Data records:
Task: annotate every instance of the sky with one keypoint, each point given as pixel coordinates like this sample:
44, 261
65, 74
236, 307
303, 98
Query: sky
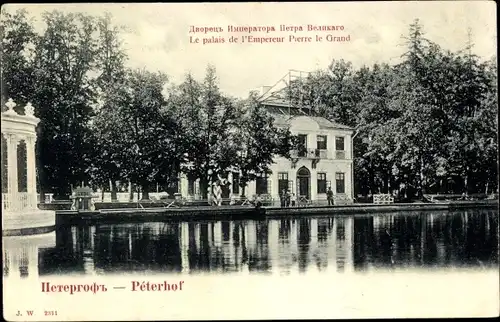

Problem details:
Could you retype each line of the material above exactly, skipping the pictures?

Written answer:
Task: annotate every instance of the sky with one keypoint, each point given as pixel coordinates like this sample:
44, 261
65, 74
236, 307
303, 98
Query: sky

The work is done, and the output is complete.